WRITTEN PROBLEM: Which lines in the records below contain the string "white" with matching case? Copy each of those lines.

· · · · ·

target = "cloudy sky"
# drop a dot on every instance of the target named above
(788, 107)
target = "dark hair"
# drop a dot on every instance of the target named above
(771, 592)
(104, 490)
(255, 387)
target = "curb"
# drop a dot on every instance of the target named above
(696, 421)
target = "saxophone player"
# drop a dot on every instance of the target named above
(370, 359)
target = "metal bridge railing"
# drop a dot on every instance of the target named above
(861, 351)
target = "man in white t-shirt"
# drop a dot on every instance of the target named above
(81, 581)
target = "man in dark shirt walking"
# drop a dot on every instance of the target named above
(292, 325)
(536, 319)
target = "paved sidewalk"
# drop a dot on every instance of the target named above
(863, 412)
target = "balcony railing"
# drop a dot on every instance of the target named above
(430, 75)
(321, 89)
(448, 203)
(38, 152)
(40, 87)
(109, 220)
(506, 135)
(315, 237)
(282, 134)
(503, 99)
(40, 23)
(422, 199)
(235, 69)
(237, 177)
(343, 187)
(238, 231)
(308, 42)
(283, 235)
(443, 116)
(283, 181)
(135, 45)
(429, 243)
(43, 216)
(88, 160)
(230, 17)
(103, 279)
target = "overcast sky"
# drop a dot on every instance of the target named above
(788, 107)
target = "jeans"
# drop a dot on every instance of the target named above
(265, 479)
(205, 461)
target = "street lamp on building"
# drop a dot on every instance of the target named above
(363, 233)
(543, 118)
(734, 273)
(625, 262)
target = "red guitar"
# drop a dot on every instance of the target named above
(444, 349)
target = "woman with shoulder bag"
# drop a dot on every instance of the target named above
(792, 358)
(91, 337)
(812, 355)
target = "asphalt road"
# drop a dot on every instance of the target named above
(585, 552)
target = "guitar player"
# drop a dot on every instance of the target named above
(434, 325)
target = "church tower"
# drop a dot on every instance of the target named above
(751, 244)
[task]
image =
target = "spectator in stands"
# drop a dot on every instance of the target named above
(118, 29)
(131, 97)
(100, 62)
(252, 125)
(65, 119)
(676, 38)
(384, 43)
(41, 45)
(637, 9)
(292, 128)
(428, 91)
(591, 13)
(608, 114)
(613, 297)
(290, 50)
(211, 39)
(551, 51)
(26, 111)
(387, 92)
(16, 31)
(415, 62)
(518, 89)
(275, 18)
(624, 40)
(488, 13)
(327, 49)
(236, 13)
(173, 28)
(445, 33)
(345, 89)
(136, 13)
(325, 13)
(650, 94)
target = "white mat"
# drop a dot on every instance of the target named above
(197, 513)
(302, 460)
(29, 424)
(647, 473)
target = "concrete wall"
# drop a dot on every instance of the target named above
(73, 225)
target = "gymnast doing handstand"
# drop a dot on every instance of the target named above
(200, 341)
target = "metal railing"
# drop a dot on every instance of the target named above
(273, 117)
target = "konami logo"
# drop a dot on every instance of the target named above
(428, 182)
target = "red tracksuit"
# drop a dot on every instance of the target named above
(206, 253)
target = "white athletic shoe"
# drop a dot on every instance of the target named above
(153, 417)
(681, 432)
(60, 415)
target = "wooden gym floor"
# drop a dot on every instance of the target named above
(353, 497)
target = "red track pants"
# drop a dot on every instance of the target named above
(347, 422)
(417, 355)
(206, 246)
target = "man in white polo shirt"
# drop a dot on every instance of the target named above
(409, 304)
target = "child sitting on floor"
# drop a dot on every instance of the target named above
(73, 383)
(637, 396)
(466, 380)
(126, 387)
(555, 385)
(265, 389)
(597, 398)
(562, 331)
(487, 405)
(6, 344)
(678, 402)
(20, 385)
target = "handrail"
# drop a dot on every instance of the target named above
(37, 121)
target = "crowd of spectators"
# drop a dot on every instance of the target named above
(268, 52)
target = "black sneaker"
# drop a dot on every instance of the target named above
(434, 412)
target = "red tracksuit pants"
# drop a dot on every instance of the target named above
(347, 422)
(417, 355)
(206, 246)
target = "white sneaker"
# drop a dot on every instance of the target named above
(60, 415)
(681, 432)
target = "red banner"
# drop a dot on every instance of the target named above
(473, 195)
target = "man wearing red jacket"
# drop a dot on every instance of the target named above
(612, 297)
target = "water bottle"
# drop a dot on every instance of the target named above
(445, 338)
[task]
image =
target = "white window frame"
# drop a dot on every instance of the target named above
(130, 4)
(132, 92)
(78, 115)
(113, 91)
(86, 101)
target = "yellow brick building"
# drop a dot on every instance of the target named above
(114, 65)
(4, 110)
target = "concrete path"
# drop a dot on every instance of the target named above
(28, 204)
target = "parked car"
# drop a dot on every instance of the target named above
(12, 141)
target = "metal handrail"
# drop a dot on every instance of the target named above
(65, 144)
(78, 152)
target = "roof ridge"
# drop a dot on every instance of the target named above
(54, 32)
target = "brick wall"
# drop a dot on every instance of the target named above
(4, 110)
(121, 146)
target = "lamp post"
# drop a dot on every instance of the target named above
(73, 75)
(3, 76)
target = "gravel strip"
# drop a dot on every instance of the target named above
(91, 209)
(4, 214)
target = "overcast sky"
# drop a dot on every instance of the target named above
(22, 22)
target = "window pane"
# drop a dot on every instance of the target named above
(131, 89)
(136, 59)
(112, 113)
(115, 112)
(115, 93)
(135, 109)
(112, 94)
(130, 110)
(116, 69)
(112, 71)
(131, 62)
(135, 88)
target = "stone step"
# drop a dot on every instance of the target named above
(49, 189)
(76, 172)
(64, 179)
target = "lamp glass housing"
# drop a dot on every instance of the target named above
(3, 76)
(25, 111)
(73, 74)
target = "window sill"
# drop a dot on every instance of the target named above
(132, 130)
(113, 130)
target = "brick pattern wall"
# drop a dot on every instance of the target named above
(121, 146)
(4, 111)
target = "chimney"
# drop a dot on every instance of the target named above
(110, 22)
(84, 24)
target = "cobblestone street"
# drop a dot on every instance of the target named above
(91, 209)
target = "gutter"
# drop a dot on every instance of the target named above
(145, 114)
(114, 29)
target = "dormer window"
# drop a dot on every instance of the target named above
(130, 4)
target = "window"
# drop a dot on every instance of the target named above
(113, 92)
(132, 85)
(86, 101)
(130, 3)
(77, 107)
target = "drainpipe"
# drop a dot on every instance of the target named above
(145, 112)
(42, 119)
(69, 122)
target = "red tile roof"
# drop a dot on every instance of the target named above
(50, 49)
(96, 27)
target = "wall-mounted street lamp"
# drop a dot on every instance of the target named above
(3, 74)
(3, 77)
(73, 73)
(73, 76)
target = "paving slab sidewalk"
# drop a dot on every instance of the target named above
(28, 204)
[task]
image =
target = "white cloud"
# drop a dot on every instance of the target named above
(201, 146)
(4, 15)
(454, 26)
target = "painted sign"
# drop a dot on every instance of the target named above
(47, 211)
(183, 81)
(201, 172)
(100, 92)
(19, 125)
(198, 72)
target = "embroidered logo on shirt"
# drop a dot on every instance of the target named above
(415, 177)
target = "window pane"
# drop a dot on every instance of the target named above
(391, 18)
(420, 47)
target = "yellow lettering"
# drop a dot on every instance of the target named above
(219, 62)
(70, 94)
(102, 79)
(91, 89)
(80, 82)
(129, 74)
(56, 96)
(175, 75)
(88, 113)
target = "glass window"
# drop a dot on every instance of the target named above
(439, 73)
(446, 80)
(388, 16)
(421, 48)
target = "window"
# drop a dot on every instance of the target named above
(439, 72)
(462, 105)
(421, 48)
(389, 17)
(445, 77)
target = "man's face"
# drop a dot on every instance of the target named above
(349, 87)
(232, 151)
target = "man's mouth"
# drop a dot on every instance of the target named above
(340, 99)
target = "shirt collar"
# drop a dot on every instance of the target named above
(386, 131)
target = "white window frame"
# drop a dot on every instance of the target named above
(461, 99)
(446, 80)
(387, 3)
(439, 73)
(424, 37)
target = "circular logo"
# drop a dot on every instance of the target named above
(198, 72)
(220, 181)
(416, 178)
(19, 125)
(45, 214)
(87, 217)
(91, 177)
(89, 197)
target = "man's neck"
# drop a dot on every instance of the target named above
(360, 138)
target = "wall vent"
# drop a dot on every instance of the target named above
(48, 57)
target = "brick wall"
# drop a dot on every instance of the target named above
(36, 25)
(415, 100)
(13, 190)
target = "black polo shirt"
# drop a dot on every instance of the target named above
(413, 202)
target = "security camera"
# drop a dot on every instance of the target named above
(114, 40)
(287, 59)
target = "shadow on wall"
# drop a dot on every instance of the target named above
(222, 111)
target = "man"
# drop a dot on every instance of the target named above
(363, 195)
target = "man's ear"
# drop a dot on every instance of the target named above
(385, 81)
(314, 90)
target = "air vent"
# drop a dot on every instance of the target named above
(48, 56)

· · · · ·

SOLUTION FOR THIS PROBLEM:
target = "man in white t-shirt"
target = "white mat"
target = "white athletic shoe"
target = "man in white polo shirt"
target = "white sneaker"
target = "white window frame"
target = "white cloud"
target = "white window frame"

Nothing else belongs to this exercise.